▶ _STATED PROBLEM_:
Can you write out, word for word, only the lines of the material below, starting at the line containing "Target: white t-shirt" and ending at the line containing "left=137, top=271, right=176, bottom=417", with both of those lines included?

-----

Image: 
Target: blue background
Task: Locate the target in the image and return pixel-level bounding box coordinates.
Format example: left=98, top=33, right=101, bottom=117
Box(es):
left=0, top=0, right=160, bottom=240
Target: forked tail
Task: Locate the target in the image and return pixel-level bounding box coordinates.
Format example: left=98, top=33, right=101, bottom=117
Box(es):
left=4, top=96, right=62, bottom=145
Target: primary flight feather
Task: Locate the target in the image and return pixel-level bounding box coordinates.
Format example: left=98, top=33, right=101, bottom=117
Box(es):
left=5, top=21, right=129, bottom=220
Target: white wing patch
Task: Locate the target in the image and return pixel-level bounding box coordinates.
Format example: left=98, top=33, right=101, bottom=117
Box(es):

-----

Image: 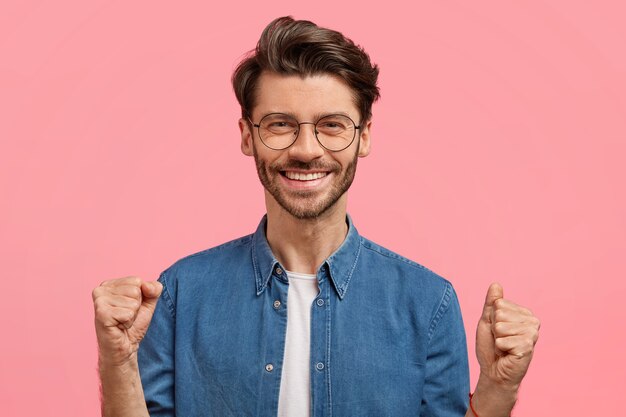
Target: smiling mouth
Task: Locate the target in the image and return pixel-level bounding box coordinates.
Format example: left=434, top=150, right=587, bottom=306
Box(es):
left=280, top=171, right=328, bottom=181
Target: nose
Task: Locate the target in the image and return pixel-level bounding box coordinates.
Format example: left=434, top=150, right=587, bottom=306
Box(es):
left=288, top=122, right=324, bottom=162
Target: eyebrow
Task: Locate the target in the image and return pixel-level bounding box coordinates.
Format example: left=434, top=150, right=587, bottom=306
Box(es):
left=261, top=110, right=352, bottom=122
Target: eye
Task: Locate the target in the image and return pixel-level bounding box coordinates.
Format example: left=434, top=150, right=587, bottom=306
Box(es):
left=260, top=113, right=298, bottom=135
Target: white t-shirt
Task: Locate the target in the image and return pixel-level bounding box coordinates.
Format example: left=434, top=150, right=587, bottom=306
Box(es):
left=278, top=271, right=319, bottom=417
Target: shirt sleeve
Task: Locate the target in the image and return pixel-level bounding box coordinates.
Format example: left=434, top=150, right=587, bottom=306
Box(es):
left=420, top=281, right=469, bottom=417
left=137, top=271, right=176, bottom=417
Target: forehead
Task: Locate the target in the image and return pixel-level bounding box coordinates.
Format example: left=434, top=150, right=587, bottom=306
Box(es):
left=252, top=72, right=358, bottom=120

-----

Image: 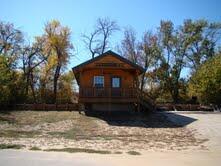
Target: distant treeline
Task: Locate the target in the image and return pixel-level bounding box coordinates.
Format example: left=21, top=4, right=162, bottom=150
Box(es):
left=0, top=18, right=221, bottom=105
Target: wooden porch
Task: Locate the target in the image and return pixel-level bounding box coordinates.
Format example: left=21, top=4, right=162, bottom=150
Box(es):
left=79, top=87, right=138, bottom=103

-----

▶ _RESPONSE TO THE EXERCISE_:
Target: white t-shirt
Task: Locate the target in the image and return pixel-level bounding box coordinates.
Format example: left=434, top=150, right=587, bottom=306
Box(es):
left=278, top=271, right=319, bottom=417
Target: shirt sleeve
Task: Locate the target in the image and return pixel-level bounding box coordinates.
Format example: left=434, top=150, right=587, bottom=306
Box(es):
left=420, top=281, right=469, bottom=417
left=137, top=271, right=176, bottom=417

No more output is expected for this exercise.